* [Set problem]:
Rewrite the entries below as a Markdown table with two columns, Row and Line. Give each non-blank line its own row, numbered in order, and omit blank lines.

* [Supplied records]:
===
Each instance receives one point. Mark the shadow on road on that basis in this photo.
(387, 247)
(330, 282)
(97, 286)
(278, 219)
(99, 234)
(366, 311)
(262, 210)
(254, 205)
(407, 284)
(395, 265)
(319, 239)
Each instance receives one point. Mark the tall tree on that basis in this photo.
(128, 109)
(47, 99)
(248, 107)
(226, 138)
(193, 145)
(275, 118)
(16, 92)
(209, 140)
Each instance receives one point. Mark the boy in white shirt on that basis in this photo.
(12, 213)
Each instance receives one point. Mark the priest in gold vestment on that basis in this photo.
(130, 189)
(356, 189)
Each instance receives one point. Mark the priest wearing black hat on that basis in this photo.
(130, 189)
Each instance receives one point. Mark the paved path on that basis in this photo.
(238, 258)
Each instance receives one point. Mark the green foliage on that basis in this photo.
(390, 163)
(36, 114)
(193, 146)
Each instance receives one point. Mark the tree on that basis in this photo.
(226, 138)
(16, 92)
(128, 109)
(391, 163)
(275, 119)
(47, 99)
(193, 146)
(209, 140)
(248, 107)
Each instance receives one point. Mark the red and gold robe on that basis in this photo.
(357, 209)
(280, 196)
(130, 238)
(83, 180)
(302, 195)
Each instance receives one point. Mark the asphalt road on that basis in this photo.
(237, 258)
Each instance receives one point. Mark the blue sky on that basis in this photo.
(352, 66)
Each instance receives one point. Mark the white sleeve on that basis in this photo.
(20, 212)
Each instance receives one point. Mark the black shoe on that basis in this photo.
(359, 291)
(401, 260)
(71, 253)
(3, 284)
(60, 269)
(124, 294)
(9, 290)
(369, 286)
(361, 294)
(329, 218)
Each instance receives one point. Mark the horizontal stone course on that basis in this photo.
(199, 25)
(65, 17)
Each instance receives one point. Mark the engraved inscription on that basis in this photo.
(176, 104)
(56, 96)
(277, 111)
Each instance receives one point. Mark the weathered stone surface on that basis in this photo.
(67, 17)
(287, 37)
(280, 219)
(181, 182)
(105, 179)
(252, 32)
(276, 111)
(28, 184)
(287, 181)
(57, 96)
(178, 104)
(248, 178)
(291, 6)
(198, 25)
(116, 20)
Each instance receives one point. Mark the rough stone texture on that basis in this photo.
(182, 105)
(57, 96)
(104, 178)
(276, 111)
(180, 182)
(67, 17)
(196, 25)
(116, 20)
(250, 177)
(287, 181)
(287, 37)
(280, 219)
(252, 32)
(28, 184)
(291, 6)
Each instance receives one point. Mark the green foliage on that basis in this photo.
===
* [Expected answer]:
| Row | Line |
|---|---|
| 1 | Each instance receives one point. Mark the shadow on road on that basis in this photo. |
| 2 | (387, 247) |
| 3 | (330, 282) |
| 4 | (97, 286) |
| 5 | (278, 219) |
| 6 | (99, 234) |
| 7 | (366, 311) |
| 8 | (262, 210) |
| 9 | (254, 205) |
| 10 | (407, 284) |
| 11 | (395, 265) |
| 12 | (319, 239) |
| 13 | Each instance receives one point. Mark the tall tree on that basis in this photo. |
| 14 | (128, 109) |
| 15 | (47, 99) |
| 16 | (248, 107) |
| 17 | (226, 138) |
| 18 | (193, 145) |
| 19 | (275, 118) |
| 20 | (16, 92) |
| 21 | (209, 140) |
| 22 | Each instance receives one point. Mark the boy in white shirt on that basis in this photo. |
| 23 | (12, 213) |
| 24 | Each instance receives one point. Mark the priest in gold vestment on that basis in this photo. |
| 25 | (130, 189) |
| 26 | (356, 189) |
| 27 | Each instance receives one point. Mark the priest wearing black hat on that basis in this photo. |
| 28 | (130, 189) |
| 29 | Each instance receives one point. Mark the paved path on that basis in this photo. |
| 30 | (238, 258) |
| 31 | Each instance receives one point. Mark the green foliage on that basis in this photo. |
| 32 | (390, 163) |
| 33 | (36, 114) |
| 34 | (193, 146) |
| 35 | Each instance receives one point. Mark the tree on that basis in this photo. |
| 36 | (226, 138) |
| 37 | (16, 92) |
| 38 | (128, 109) |
| 39 | (391, 163) |
| 40 | (275, 119) |
| 41 | (47, 99) |
| 42 | (193, 146) |
| 43 | (209, 140) |
| 44 | (248, 107) |
| 45 | Each instance receives one point. Mark the red and gold robe on that basis in this photo. |
| 46 | (357, 209) |
| 47 | (280, 196) |
| 48 | (130, 238) |
| 49 | (83, 180) |
| 50 | (302, 195) |
| 51 | Each instance receives one point. Mark the asphalt road on that basis in this photo. |
| 52 | (237, 258) |
| 53 | Each instance receives one point. Mark the blue sky on that basis in this photo. |
| 54 | (352, 66) |
| 55 | Each instance receives one point. Mark the white sleeve on that basis in this photo. |
| 56 | (20, 212) |
| 57 | Each instance receives one point. Mark the black shoe on that basis in this photo. |
| 58 | (359, 291) |
| 59 | (401, 260) |
| 60 | (71, 253) |
| 61 | (3, 284) |
| 62 | (60, 269) |
| 63 | (124, 294) |
| 64 | (9, 290) |
| 65 | (369, 286) |
| 66 | (361, 294) |
| 67 | (329, 218) |
| 68 | Each instance receives one point. Mark the horizontal stone course on that basis in this photo. |
| 69 | (199, 25) |
| 70 | (65, 17) |
| 71 | Each instance receives one point. Mark the engraved inscription on that basis in this photo. |
| 72 | (176, 104) |
| 73 | (56, 96) |
| 74 | (277, 111) |
| 75 | Each instance receives one point. Mark the weathered stone surface on that basis in this photo. |
| 76 | (67, 17) |
| 77 | (287, 37) |
| 78 | (280, 219) |
| 79 | (181, 182) |
| 80 | (105, 179) |
| 81 | (252, 32) |
| 82 | (276, 111) |
| 83 | (28, 184) |
| 84 | (287, 181) |
| 85 | (57, 96) |
| 86 | (178, 104) |
| 87 | (248, 178) |
| 88 | (291, 6) |
| 89 | (198, 25) |
| 90 | (116, 20) |
| 91 | Each instance receives one point. Mark the rough stone texture on that basis in this photo. |
| 92 | (182, 105) |
| 93 | (57, 96) |
| 94 | (104, 178) |
| 95 | (276, 111) |
| 96 | (180, 182) |
| 97 | (67, 17) |
| 98 | (196, 25) |
| 99 | (116, 20) |
| 100 | (250, 177) |
| 101 | (287, 181) |
| 102 | (287, 37) |
| 103 | (280, 219) |
| 104 | (252, 32) |
| 105 | (28, 184) |
| 106 | (291, 6) |
| 107 | Each instance receives one point. Mark the green foliage on that basis in this photo. |